* Stated exercise *
Extract every line of the material below that contains the string "rectangular", matching case exactly.

▬▬▬▬▬▬▬▬▬▬

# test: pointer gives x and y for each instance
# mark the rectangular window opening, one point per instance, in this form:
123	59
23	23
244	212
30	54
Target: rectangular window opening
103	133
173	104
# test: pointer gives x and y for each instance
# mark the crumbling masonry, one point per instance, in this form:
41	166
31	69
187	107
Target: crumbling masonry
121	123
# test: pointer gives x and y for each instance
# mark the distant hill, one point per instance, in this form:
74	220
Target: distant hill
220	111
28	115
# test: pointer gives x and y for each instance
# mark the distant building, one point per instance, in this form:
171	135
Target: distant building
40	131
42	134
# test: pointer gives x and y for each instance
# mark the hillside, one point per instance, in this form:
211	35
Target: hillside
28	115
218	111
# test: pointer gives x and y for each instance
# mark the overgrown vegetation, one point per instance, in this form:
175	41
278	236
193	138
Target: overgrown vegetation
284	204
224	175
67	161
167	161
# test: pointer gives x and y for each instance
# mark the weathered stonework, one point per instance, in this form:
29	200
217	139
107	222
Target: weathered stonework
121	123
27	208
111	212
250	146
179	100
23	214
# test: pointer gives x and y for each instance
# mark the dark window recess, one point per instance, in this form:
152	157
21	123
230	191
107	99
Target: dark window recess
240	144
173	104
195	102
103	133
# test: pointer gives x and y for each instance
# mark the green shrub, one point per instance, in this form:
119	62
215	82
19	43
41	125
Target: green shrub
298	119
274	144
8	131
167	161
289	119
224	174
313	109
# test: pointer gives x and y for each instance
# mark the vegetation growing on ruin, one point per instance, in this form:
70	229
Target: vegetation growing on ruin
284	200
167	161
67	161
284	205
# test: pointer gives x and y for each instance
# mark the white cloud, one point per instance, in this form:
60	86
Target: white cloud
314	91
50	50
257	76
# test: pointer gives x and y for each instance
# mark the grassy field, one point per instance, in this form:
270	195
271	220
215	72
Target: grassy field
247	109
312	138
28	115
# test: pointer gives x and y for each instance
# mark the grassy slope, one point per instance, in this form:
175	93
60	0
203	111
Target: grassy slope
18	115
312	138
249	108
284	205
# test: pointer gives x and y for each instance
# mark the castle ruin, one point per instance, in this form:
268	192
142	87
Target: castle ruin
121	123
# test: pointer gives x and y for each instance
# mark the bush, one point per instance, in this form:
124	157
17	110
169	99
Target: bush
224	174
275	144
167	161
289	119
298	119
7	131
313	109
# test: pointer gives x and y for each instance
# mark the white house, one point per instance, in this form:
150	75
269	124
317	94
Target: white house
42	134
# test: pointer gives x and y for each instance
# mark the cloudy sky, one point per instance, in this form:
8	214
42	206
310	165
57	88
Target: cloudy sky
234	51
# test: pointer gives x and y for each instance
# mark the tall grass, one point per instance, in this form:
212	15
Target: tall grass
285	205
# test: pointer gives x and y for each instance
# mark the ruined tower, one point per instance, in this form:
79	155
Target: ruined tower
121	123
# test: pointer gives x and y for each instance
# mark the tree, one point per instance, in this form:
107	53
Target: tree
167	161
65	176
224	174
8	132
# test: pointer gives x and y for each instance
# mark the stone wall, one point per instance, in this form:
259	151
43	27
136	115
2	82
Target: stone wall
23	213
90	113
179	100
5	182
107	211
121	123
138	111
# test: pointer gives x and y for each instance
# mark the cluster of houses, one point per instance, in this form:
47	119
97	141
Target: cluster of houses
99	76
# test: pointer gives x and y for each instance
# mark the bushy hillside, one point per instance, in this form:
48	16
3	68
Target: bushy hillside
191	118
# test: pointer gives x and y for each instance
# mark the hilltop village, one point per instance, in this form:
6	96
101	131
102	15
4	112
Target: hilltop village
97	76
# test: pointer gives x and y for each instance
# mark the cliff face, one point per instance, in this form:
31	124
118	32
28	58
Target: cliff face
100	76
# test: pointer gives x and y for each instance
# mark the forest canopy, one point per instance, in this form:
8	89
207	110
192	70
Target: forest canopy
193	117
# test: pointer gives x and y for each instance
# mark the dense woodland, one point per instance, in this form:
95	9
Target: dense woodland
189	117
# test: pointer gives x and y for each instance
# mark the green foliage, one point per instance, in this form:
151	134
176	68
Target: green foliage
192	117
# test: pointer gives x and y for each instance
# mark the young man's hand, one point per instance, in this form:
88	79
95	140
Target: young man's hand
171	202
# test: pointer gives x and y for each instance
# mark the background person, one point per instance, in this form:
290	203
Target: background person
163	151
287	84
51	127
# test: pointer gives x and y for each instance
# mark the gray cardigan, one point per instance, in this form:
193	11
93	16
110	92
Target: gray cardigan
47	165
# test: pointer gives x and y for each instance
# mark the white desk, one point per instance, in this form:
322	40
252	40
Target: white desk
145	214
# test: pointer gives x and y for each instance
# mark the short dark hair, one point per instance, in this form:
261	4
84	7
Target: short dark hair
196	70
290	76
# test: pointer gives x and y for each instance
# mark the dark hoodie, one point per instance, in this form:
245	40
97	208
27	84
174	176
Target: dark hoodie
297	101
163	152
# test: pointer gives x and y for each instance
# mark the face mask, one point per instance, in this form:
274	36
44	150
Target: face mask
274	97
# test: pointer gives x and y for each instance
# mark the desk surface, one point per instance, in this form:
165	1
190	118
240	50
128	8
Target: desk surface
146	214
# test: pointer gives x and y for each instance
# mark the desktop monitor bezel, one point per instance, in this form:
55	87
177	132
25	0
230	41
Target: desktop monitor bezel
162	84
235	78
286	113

▬▬▬▬▬▬▬▬▬▬

* Result of this task *
# mark the rectangular window opening, one point per instance, in this form:
Target: rectangular window opening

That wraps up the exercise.